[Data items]
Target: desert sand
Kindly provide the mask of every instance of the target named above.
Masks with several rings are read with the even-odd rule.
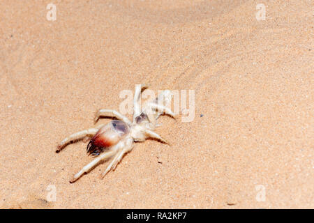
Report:
[[[0,1],[0,208],[314,208],[313,6]],[[93,157],[58,144],[140,83],[195,90],[195,118],[69,183]]]

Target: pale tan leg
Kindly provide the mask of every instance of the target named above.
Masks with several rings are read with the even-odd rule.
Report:
[[[121,113],[112,109],[100,109],[98,112],[97,112],[96,116],[95,116],[95,123],[98,121],[98,118],[100,116],[110,116],[110,117],[115,117],[118,119],[122,120],[125,123],[128,123],[128,125],[131,124],[131,122],[127,117],[121,114]]]
[[[117,153],[117,151],[110,151],[107,153],[100,154],[99,156],[98,156],[96,158],[95,158],[93,161],[91,161],[90,163],[89,163],[87,165],[84,167],[77,174],[76,174],[72,180],[70,180],[70,183],[74,183],[79,178],[82,176],[85,173],[87,173],[92,169],[94,167],[97,165],[100,161],[109,158],[110,157],[112,156],[113,155]]]
[[[96,128],[89,128],[88,130],[82,130],[76,133],[73,133],[69,137],[66,137],[59,144],[58,148],[57,150],[57,153],[59,153],[65,146],[66,146],[68,143],[71,141],[74,141],[75,140],[82,139],[87,136],[93,136],[94,135],[97,131],[103,126],[104,125],[100,125],[97,126]]]
[[[145,133],[147,134],[147,136],[149,136],[149,137],[150,137],[151,138],[155,138],[155,139],[159,139],[161,141],[163,141],[163,142],[170,145],[170,144],[167,141],[163,139],[159,134],[158,134],[155,132],[153,132],[153,131],[149,130],[145,130]]]
[[[171,111],[169,108],[167,108],[165,106],[154,104],[154,103],[149,103],[147,105],[148,107],[158,110],[160,112],[163,112],[167,114],[169,114],[172,116],[172,117],[174,117],[174,113]]]
[[[103,172],[103,174],[101,174],[101,178],[103,178],[110,170],[113,169],[114,170],[117,166],[117,164],[120,162],[121,160],[122,159],[124,154],[128,153],[130,152],[133,148],[133,139],[128,140],[126,142],[126,145],[124,148],[119,150],[119,151],[117,153],[117,155],[114,157],[114,160],[112,161],[112,162],[109,164],[109,166],[107,167],[105,172]]]

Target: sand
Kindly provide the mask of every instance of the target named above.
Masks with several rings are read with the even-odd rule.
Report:
[[[0,2],[1,208],[314,208],[313,1],[53,3]],[[93,157],[58,144],[140,83],[195,90],[194,120],[69,183]]]

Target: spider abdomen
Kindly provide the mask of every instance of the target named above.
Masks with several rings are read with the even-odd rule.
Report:
[[[129,132],[128,125],[124,121],[114,120],[102,127],[89,141],[87,151],[98,155],[105,148],[116,145]]]

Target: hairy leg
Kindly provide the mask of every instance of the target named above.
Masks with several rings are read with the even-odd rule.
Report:
[[[121,160],[124,157],[124,154],[130,152],[133,148],[133,140],[132,139],[128,139],[125,144],[123,144],[121,148],[119,151],[117,155],[114,157],[114,160],[107,167],[106,170],[101,175],[101,178],[103,178],[110,170],[114,170],[120,162]]]
[[[68,144],[71,141],[74,141],[77,139],[80,139],[87,136],[93,136],[94,135],[97,131],[103,126],[104,125],[100,125],[97,126],[96,128],[89,128],[88,130],[84,130],[76,133],[73,133],[70,134],[69,137],[66,137],[59,144],[58,148],[56,151],[57,153],[60,152],[60,151],[67,144]]]
[[[165,106],[155,104],[155,103],[149,103],[147,105],[147,107],[149,107],[151,109],[157,109],[160,112],[165,113],[165,114],[172,116],[172,117],[174,117],[174,113],[173,113],[172,111],[171,111],[171,109],[170,109],[168,107],[167,107]]]

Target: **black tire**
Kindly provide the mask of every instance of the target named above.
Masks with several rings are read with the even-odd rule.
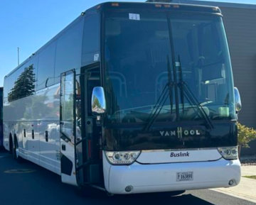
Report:
[[[21,162],[22,158],[18,156],[18,144],[16,137],[14,137],[14,143],[13,143],[13,156],[14,159],[18,162]]]

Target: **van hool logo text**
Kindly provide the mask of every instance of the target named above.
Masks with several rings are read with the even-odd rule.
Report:
[[[186,152],[186,153],[171,153],[171,157],[189,157],[189,153]]]
[[[177,131],[159,131],[161,136],[177,136],[178,138],[182,138],[183,136],[200,135],[198,130],[183,130],[181,127],[178,127]]]

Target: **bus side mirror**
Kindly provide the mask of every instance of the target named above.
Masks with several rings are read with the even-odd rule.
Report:
[[[242,109],[242,103],[241,103],[241,99],[240,96],[238,89],[235,87],[234,87],[234,93],[235,93],[235,111],[239,112]]]
[[[95,87],[92,94],[92,112],[93,115],[101,116],[106,112],[106,99],[104,89]]]

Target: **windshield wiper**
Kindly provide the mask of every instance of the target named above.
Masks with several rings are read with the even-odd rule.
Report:
[[[168,99],[167,93],[169,93],[169,97],[170,99],[170,104],[171,104],[171,113],[172,113],[173,110],[173,87],[174,87],[174,82],[172,81],[171,73],[171,66],[170,62],[169,60],[169,56],[167,55],[167,70],[168,70],[168,82],[164,86],[164,89],[162,90],[157,101],[154,106],[151,112],[149,114],[148,120],[146,121],[146,126],[143,128],[143,131],[148,131],[149,130],[151,125],[155,121],[156,118],[160,113],[165,102]]]
[[[180,77],[179,77],[179,82],[178,84],[178,87],[180,88],[181,90],[181,103],[183,104],[183,110],[184,110],[184,99],[183,96],[186,96],[186,99],[189,101],[189,103],[193,105],[196,106],[197,109],[201,113],[202,117],[206,122],[206,124],[210,129],[213,128],[213,125],[208,116],[208,114],[206,113],[203,107],[201,106],[201,104],[199,103],[195,95],[193,94],[191,90],[189,89],[186,83],[183,81],[182,78],[182,67],[181,67],[181,59],[178,55],[178,62],[176,62],[176,65],[178,67],[179,72],[180,72]],[[194,107],[193,107],[194,108]]]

AIM OF THE TASK: Put every line of the data items above into a numbered list, skipping the blank lines. Do not include the pictures in your answer.

TASK ANSWER:
1. Target: desert sand
2. Kindly provide the mask of every instance of the target named above.
3. Masks with several rings are read with the even-odd rule.
4. Report:
5. [[[0,1],[0,208],[314,208],[313,6]],[[93,157],[58,144],[140,83],[195,90],[195,118],[69,183]]]
6. Target: pale tan leg
7. Kindly provide the mask of every instance of the target named above.
8. Masks with several rings are read with the even-odd rule.
9. Report:
10. [[[121,113],[112,109],[100,109],[98,112],[97,112],[96,116],[95,116],[95,123],[98,121],[98,118],[100,116],[110,116],[110,117],[115,117],[118,119],[122,120],[125,123],[128,123],[128,125],[131,124],[131,122],[127,117],[121,114]]]
11. [[[117,153],[117,151],[110,151],[107,153],[100,154],[99,156],[98,156],[96,158],[95,158],[93,161],[91,161],[90,163],[89,163],[87,165],[84,167],[77,174],[76,174],[72,180],[70,180],[70,183],[74,183],[79,178],[82,176],[85,173],[87,173],[92,169],[94,167],[97,165],[100,161],[109,158],[110,157],[112,156],[113,155]]]
12. [[[96,128],[89,128],[88,130],[82,130],[76,133],[73,133],[69,137],[66,137],[59,144],[58,148],[57,150],[57,153],[59,153],[65,146],[66,146],[68,143],[71,141],[74,141],[75,140],[82,139],[87,136],[93,136],[94,135],[97,131],[103,126],[104,125],[100,125],[97,126]]]
13. [[[145,133],[147,134],[147,136],[149,136],[149,137],[150,137],[151,138],[155,138],[155,139],[159,139],[161,141],[163,141],[163,142],[170,145],[170,144],[167,141],[163,139],[159,134],[158,134],[155,132],[153,132],[153,131],[149,130],[145,130]]]
14. [[[171,111],[169,108],[167,108],[165,106],[154,104],[154,103],[149,103],[147,105],[148,107],[158,110],[160,112],[163,112],[167,114],[169,114],[172,116],[172,117],[174,117],[174,113]]]
15. [[[103,172],[103,174],[101,174],[101,178],[103,178],[110,170],[113,169],[114,170],[117,166],[117,164],[120,162],[121,160],[122,159],[124,154],[128,153],[130,152],[133,148],[133,139],[128,140],[126,142],[126,145],[124,148],[119,150],[119,151],[117,153],[117,155],[114,157],[114,160],[112,161],[112,162],[109,164],[109,166],[107,167],[105,172]]]
16. Target: sand
17. Kindly provide the mask of every instance of the target named above.
18. Masks with several rings are read with the even-odd rule.
19. Report:
20. [[[0,2],[1,208],[314,208],[313,1],[53,3]],[[93,157],[58,144],[140,83],[195,90],[194,120],[69,183]]]
21. Target: spider abdomen
22. Kindly provide the mask of every instance of the target named above.
23. Masks with several rings are read with the even-odd rule.
24. Report:
25. [[[129,132],[128,125],[124,121],[114,120],[102,127],[89,141],[87,151],[98,155],[105,148],[116,145]]]
26. Target: hairy leg
27. Kindly provide the mask of every instance of the target named above.
28. Masks with several rings are read with the even-odd rule.
29. Report:
30. [[[121,160],[124,157],[124,154],[130,152],[133,148],[133,140],[132,139],[128,139],[125,144],[123,144],[121,148],[119,151],[117,155],[114,157],[114,160],[107,167],[106,170],[101,175],[101,178],[103,178],[110,170],[114,170],[120,162]]]
31. [[[68,144],[71,141],[74,141],[77,139],[80,139],[87,136],[93,136],[94,135],[97,131],[103,126],[104,125],[100,125],[97,126],[96,128],[89,128],[88,130],[84,130],[76,133],[73,133],[70,134],[69,137],[66,137],[59,144],[58,148],[56,151],[57,153],[60,152],[60,151],[67,144]]]
32. [[[165,106],[155,104],[155,103],[149,103],[147,105],[147,107],[149,107],[151,109],[157,109],[160,112],[165,113],[165,114],[172,116],[172,117],[174,117],[174,113],[173,113],[172,111],[171,111],[171,109],[170,109],[168,107],[167,107]]]
33. Target: **black tire**
34. Kindly provide the mask of every instance of the target named above.
35. Masks with several rings are read with the even-odd rule.
36. Report:
37. [[[21,162],[22,158],[18,156],[18,144],[16,137],[14,137],[14,143],[13,143],[13,156],[14,159],[18,162]]]
38. Target: **van hool logo text**
39. Kindly provide the mask of every instance of the target named above.
40. Masks with several rings are read with the even-odd rule.
41. Report:
42. [[[186,152],[186,153],[171,153],[171,157],[189,157],[189,153]]]
43. [[[177,131],[159,131],[161,136],[177,136],[178,138],[182,138],[183,136],[200,135],[198,130],[183,130],[181,127],[178,127]]]
44. Target: **bus side mirror**
45. Kindly provide the mask of every instance of the target named above.
46. Masks with several rings are read with the even-odd rule.
47. Report:
48. [[[242,109],[242,103],[241,103],[241,99],[240,96],[238,89],[235,87],[234,87],[234,93],[235,93],[235,111],[239,112]]]
49. [[[95,87],[92,94],[92,112],[93,115],[101,116],[106,112],[106,99],[104,89]]]
50. Target: **windshield wiper**
51. Kindly provide the mask of every instance of the target named above.
52. Masks with several rings are read with the even-odd rule.
53. Report:
54. [[[168,99],[167,93],[169,93],[169,97],[170,99],[170,104],[171,104],[171,113],[172,113],[173,110],[173,87],[174,87],[174,82],[172,81],[171,73],[171,66],[170,62],[169,60],[169,56],[167,55],[167,70],[168,70],[168,82],[164,86],[164,89],[162,90],[157,101],[154,106],[151,112],[149,114],[148,120],[146,121],[146,126],[143,128],[143,131],[148,131],[149,130],[151,125],[155,121],[156,118],[160,113],[165,102]]]
55. [[[180,77],[179,77],[179,82],[178,84],[178,87],[180,88],[181,90],[181,103],[183,104],[183,110],[184,110],[184,99],[183,96],[186,96],[186,99],[189,101],[189,103],[193,105],[196,106],[197,109],[201,113],[202,117],[206,122],[206,124],[210,129],[213,128],[213,125],[208,116],[208,114],[206,113],[203,107],[201,106],[201,104],[199,103],[195,95],[193,94],[191,90],[189,89],[186,83],[183,81],[182,78],[182,67],[181,67],[181,59],[178,55],[178,62],[176,62],[176,65],[178,67],[179,72],[180,72]],[[194,107],[193,107],[194,108]]]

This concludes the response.